=== Task brief ===
Transcribe the entries below without alteration.

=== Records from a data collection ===
⁂

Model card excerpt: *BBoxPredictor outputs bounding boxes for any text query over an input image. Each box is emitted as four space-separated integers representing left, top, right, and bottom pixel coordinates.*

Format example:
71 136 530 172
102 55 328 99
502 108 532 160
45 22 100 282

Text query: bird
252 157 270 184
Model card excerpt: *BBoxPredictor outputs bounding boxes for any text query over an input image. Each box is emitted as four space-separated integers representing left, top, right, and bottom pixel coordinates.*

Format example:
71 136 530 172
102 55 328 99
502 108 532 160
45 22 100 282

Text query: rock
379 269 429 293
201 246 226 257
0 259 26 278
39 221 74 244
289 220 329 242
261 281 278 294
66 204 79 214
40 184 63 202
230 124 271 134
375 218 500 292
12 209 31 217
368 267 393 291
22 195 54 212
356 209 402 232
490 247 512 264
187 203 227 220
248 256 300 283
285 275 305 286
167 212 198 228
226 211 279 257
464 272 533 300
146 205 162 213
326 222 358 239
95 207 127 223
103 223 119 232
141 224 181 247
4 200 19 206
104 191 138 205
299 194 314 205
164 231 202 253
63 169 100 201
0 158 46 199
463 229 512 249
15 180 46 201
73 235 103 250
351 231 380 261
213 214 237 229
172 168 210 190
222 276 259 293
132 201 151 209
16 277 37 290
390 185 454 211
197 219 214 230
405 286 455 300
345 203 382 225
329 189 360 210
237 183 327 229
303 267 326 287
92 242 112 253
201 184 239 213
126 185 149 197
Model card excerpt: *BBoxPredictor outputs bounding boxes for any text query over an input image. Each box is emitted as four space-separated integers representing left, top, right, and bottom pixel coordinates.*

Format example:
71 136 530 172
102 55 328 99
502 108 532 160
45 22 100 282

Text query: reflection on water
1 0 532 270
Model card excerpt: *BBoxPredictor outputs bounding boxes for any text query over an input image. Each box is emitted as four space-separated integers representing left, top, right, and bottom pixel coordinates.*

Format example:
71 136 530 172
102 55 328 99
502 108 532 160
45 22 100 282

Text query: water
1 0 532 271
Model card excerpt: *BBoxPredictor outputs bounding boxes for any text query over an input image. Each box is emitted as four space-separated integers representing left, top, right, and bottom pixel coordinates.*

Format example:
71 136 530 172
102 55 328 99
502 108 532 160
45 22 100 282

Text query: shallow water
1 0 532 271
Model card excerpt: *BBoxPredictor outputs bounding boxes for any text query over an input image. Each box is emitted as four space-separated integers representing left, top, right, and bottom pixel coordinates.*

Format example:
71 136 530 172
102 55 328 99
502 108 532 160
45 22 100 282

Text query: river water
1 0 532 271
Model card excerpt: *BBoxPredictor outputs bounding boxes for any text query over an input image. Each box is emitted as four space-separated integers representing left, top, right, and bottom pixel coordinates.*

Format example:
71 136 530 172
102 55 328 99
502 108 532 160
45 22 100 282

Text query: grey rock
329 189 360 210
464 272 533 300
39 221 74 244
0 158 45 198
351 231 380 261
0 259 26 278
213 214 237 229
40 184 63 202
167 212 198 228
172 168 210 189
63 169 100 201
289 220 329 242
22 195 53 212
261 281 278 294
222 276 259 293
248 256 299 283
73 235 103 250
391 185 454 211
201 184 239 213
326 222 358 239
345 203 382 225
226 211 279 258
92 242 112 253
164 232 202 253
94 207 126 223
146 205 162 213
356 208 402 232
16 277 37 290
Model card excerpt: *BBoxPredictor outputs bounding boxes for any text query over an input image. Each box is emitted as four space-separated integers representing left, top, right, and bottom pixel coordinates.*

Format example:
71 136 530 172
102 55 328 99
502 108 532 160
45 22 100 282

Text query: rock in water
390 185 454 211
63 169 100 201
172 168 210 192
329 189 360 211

⁂

=== Written answer ===
Model card excerpt: *BBoxPredictor outputs bounding boxes for any text query over an input image. Each box is emitted as four space-separated integers representing left, top, right, and bottom pixel coordinates.*

Format example:
71 136 530 172
102 55 328 99
502 108 532 160
45 22 100 282

Text query: bird
252 157 270 184
Model card excerpt: *BBoxPredictor outputs bounding boxes for any text query over an input image. Each box is emitted as four space-separated integers representing left, top, right, and bottom pixel coordinates.*

Format example:
71 136 530 172
102 55 328 99
502 108 532 160
45 22 100 282

Text query: rock
379 269 429 293
201 246 226 257
0 259 26 278
39 221 74 244
289 220 329 242
261 281 278 294
66 204 79 214
40 184 63 202
230 124 271 134
375 218 500 292
12 209 31 217
368 267 393 291
22 195 54 212
356 209 402 232
490 247 512 264
187 203 227 220
248 256 300 283
285 275 305 286
167 212 198 228
226 211 279 257
464 272 533 300
146 205 162 213
326 222 358 239
95 207 127 223
103 223 119 232
141 224 181 247
4 200 19 206
104 191 138 205
299 194 314 205
164 231 202 253
63 169 100 201
0 158 46 199
463 229 512 249
15 180 46 201
73 235 103 250
351 231 380 261
213 214 237 229
172 168 210 190
222 276 259 293
132 201 151 209
16 277 37 290
390 185 454 211
197 219 214 230
405 286 455 300
345 203 382 225
329 189 360 210
237 183 327 229
303 267 326 287
92 242 112 253
201 184 239 213
126 185 149 197
Model card excerpt: *BBoxPredictor outputs bounding boxes for any text query over an input image. Each box is emitted as four space-separated integers representing left, top, right, and bottom pixel coordinates.*

Format example:
71 136 530 172
102 55 328 99
502 108 532 160
45 22 100 282

Text query: reflection on water
1 0 532 270
Model card excerpt: *BBoxPredictor outputs bounding boxes for any text query over an input image. Each box is emitted as four space-separated integers representing left, top, right, and bottom pixel coordinates.*

Format example:
71 136 530 172
102 55 328 99
502 108 532 160
45 22 100 282

Text query: water
1 0 532 271
Model card excerpt: *BBoxPredictor outputs bounding boxes for any text query over an input image. Each box is emitted as four space-separated integers representing left, top, right, and bottom pixel coordinates.*

Format example:
71 136 530 172
102 55 328 99
502 108 532 160
45 22 100 282

Text query: shallow water
1 0 532 271
Model card excerpt: *BBoxPredictor outputs bounding boxes for any text query over an input image. Each box is emitted as four space-separated integers representing left, top, right, and bottom pixel coordinates.*

Format example:
71 136 530 172
102 55 328 99
502 108 532 160
45 22 100 282

Text query: river water
1 0 532 271
Model card excerpt: *BBoxPredictor outputs bounding boxes for any text query over an input image. Each box is emitted as four space-separated integers representing left, top, right, and bottom pixel coordinates.*

Format example:
71 136 530 172
102 55 328 99
502 108 532 160
45 22 100 282

Text query: grey rock
329 189 360 210
464 272 533 300
39 221 74 244
0 158 45 198
351 231 380 261
0 259 26 278
213 214 237 229
40 184 63 202
167 212 198 228
172 168 210 189
63 169 100 201
289 220 329 242
22 195 53 212
261 281 278 294
222 276 259 293
248 256 299 283
73 235 103 250
391 185 454 211
201 184 239 213
326 222 358 239
345 203 382 225
226 211 279 258
92 242 112 253
164 232 202 253
94 207 126 223
146 205 162 213
356 208 402 232
16 277 37 290
Model card excerpt: *BBoxPredictor outputs bounding boxes for any text query over an input image. Each box is emitted as four space-separated integers representing left, top, right, and bottom pixel coordinates.*

Format example:
71 136 530 172
102 55 328 99
502 108 532 160
45 22 100 282

Text query: rock in water
390 185 454 211
63 169 100 201
172 168 210 192
329 189 360 211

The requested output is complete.